Recorded information below:
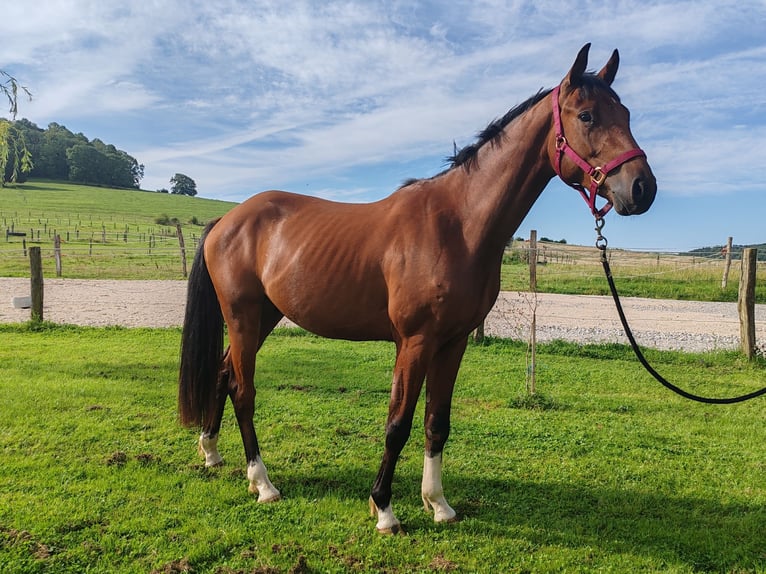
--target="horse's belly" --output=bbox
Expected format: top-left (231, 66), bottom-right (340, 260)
top-left (286, 306), bottom-right (393, 342)
top-left (268, 284), bottom-right (393, 342)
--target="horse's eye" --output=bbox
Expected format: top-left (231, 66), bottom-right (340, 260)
top-left (578, 111), bottom-right (593, 123)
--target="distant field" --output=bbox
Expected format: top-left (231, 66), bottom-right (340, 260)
top-left (1, 180), bottom-right (763, 302)
top-left (502, 242), bottom-right (766, 303)
top-left (0, 180), bottom-right (236, 279)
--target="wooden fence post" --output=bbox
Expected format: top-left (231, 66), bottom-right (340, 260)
top-left (529, 230), bottom-right (537, 292)
top-left (721, 236), bottom-right (733, 289)
top-left (528, 230), bottom-right (538, 395)
top-left (29, 246), bottom-right (43, 323)
top-left (738, 248), bottom-right (757, 359)
top-left (176, 224), bottom-right (188, 278)
top-left (54, 234), bottom-right (62, 277)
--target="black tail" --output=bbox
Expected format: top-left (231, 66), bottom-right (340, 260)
top-left (178, 218), bottom-right (224, 428)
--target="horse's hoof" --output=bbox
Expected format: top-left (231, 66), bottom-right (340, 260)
top-left (369, 497), bottom-right (405, 535)
top-left (258, 493), bottom-right (282, 504)
top-left (422, 495), bottom-right (458, 524)
top-left (440, 515), bottom-right (460, 525)
top-left (198, 438), bottom-right (223, 467)
top-left (249, 483), bottom-right (281, 503)
top-left (376, 524), bottom-right (407, 536)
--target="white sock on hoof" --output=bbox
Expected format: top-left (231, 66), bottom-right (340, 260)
top-left (422, 452), bottom-right (457, 523)
top-left (247, 457), bottom-right (281, 502)
top-left (199, 433), bottom-right (223, 467)
top-left (369, 497), bottom-right (402, 534)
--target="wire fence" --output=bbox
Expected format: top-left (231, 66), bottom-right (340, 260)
top-left (1, 219), bottom-right (763, 300)
top-left (1, 220), bottom-right (203, 279)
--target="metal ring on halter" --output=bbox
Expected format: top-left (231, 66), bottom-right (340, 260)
top-left (594, 217), bottom-right (606, 232)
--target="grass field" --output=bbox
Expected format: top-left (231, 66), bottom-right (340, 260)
top-left (1, 324), bottom-right (765, 573)
top-left (1, 180), bottom-right (764, 302)
top-left (501, 243), bottom-right (766, 304)
top-left (0, 180), bottom-right (236, 279)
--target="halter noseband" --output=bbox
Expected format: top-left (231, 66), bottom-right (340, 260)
top-left (551, 85), bottom-right (646, 219)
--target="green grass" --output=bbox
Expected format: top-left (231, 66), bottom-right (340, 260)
top-left (1, 324), bottom-right (765, 572)
top-left (501, 252), bottom-right (766, 303)
top-left (0, 180), bottom-right (235, 279)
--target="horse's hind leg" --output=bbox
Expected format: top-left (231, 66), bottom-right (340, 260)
top-left (199, 301), bottom-right (284, 472)
top-left (197, 354), bottom-right (229, 467)
top-left (227, 300), bottom-right (283, 503)
top-left (421, 336), bottom-right (467, 524)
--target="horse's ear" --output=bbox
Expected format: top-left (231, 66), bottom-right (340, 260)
top-left (597, 49), bottom-right (620, 86)
top-left (564, 43), bottom-right (590, 91)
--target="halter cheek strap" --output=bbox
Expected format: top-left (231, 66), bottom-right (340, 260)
top-left (551, 85), bottom-right (646, 219)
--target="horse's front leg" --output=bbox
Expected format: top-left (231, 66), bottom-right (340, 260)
top-left (421, 336), bottom-right (467, 523)
top-left (369, 336), bottom-right (431, 534)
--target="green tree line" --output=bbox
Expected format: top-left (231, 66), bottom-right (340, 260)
top-left (685, 243), bottom-right (766, 261)
top-left (1, 118), bottom-right (144, 188)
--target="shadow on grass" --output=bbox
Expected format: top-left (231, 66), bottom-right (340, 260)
top-left (459, 475), bottom-right (763, 571)
top-left (263, 463), bottom-right (764, 571)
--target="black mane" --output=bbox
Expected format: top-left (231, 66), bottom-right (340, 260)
top-left (453, 75), bottom-right (621, 169)
top-left (447, 88), bottom-right (552, 171)
top-left (398, 74), bottom-right (619, 189)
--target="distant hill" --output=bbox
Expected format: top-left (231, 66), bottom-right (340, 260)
top-left (683, 243), bottom-right (766, 261)
top-left (7, 119), bottom-right (144, 189)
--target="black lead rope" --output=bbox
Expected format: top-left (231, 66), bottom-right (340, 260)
top-left (595, 219), bottom-right (766, 405)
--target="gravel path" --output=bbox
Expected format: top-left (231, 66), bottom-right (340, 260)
top-left (1, 277), bottom-right (763, 353)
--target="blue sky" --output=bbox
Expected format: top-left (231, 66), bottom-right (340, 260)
top-left (2, 0), bottom-right (765, 251)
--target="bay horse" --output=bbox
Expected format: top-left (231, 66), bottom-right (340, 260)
top-left (178, 44), bottom-right (656, 534)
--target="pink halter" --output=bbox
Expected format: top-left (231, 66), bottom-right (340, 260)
top-left (551, 85), bottom-right (646, 218)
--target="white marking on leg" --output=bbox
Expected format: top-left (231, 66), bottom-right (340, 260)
top-left (198, 433), bottom-right (223, 467)
top-left (421, 452), bottom-right (457, 523)
top-left (247, 456), bottom-right (281, 503)
top-left (368, 497), bottom-right (403, 534)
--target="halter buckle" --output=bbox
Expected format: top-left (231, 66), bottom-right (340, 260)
top-left (591, 167), bottom-right (606, 187)
top-left (555, 136), bottom-right (567, 151)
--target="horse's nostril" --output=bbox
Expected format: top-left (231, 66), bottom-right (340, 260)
top-left (632, 177), bottom-right (646, 203)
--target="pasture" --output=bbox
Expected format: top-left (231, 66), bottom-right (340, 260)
top-left (1, 324), bottom-right (765, 573)
top-left (1, 181), bottom-right (764, 303)
top-left (0, 181), bottom-right (235, 279)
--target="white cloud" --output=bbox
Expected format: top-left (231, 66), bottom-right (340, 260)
top-left (1, 0), bottom-right (765, 214)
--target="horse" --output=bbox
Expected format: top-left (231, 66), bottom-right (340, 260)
top-left (178, 44), bottom-right (657, 534)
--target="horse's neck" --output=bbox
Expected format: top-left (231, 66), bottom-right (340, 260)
top-left (452, 97), bottom-right (555, 256)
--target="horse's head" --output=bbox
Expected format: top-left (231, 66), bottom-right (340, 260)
top-left (551, 44), bottom-right (656, 217)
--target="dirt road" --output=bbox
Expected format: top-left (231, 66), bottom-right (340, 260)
top-left (1, 277), bottom-right (763, 352)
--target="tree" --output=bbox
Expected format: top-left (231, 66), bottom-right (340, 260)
top-left (0, 71), bottom-right (33, 185)
top-left (0, 119), bottom-right (33, 185)
top-left (1, 71), bottom-right (32, 120)
top-left (8, 120), bottom-right (144, 187)
top-left (38, 123), bottom-right (85, 179)
top-left (66, 143), bottom-right (108, 184)
top-left (170, 173), bottom-right (197, 196)
top-left (0, 73), bottom-right (146, 189)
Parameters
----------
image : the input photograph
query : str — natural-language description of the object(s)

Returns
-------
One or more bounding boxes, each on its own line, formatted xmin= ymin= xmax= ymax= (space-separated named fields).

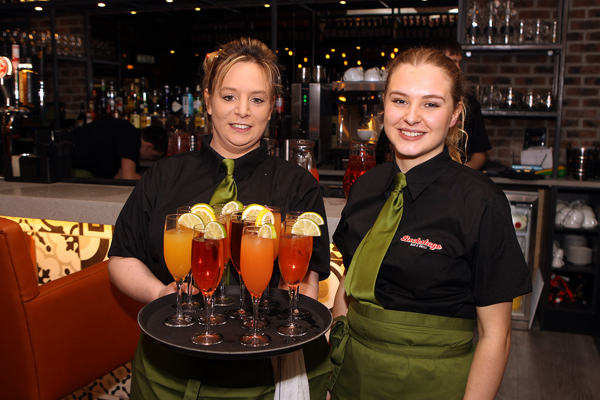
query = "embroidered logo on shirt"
xmin=400 ymin=235 xmax=442 ymax=251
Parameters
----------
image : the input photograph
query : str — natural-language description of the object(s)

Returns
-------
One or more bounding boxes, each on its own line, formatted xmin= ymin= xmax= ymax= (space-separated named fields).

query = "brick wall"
xmin=463 ymin=0 xmax=600 ymax=168
xmin=30 ymin=15 xmax=87 ymax=117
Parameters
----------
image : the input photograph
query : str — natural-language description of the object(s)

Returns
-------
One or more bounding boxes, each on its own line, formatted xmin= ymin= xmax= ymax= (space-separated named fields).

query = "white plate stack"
xmin=566 ymin=245 xmax=593 ymax=266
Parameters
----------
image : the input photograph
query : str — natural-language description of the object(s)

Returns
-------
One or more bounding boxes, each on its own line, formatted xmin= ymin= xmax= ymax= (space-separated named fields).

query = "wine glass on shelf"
xmin=277 ymin=220 xmax=313 ymax=337
xmin=258 ymin=205 xmax=281 ymax=311
xmin=163 ymin=214 xmax=195 ymax=327
xmin=225 ymin=211 xmax=251 ymax=319
xmin=178 ymin=206 xmax=202 ymax=312
xmin=239 ymin=225 xmax=275 ymax=347
xmin=212 ymin=203 xmax=236 ymax=307
xmin=191 ymin=222 xmax=226 ymax=345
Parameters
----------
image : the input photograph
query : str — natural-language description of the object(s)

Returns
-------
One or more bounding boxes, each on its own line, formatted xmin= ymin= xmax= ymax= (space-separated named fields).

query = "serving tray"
xmin=138 ymin=286 xmax=332 ymax=360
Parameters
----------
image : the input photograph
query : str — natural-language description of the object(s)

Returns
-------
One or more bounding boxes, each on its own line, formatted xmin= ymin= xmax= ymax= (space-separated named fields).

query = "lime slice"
xmin=242 ymin=203 xmax=265 ymax=220
xmin=204 ymin=221 xmax=227 ymax=240
xmin=258 ymin=223 xmax=277 ymax=239
xmin=178 ymin=212 xmax=204 ymax=230
xmin=191 ymin=203 xmax=216 ymax=223
xmin=255 ymin=208 xmax=275 ymax=226
xmin=291 ymin=219 xmax=321 ymax=236
xmin=298 ymin=211 xmax=325 ymax=225
xmin=223 ymin=200 xmax=243 ymax=214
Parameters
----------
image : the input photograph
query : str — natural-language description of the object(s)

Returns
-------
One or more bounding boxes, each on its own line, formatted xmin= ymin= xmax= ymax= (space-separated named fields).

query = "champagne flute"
xmin=277 ymin=220 xmax=313 ymax=337
xmin=163 ymin=214 xmax=195 ymax=327
xmin=197 ymin=214 xmax=228 ymax=326
xmin=191 ymin=223 xmax=225 ymax=345
xmin=239 ymin=225 xmax=274 ymax=347
xmin=259 ymin=205 xmax=281 ymax=310
xmin=213 ymin=204 xmax=235 ymax=306
xmin=225 ymin=211 xmax=251 ymax=319
xmin=177 ymin=205 xmax=201 ymax=312
xmin=283 ymin=211 xmax=312 ymax=320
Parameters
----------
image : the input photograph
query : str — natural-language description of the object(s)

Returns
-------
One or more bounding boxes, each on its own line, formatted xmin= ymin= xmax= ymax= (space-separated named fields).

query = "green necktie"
xmin=345 ymin=172 xmax=407 ymax=308
xmin=209 ymin=159 xmax=237 ymax=205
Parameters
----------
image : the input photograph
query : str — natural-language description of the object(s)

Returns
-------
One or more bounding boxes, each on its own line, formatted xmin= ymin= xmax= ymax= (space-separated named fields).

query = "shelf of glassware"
xmin=462 ymin=44 xmax=562 ymax=53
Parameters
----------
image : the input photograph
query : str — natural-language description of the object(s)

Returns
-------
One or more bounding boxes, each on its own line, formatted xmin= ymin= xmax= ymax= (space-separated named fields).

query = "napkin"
End of Recorded information.
#### Problem description:
All lines of the material that contain the word "fence" should be listed.

#### Answer to this problem:
--target="wooden fence post" --output=bbox
--target="wire fence" --output=bbox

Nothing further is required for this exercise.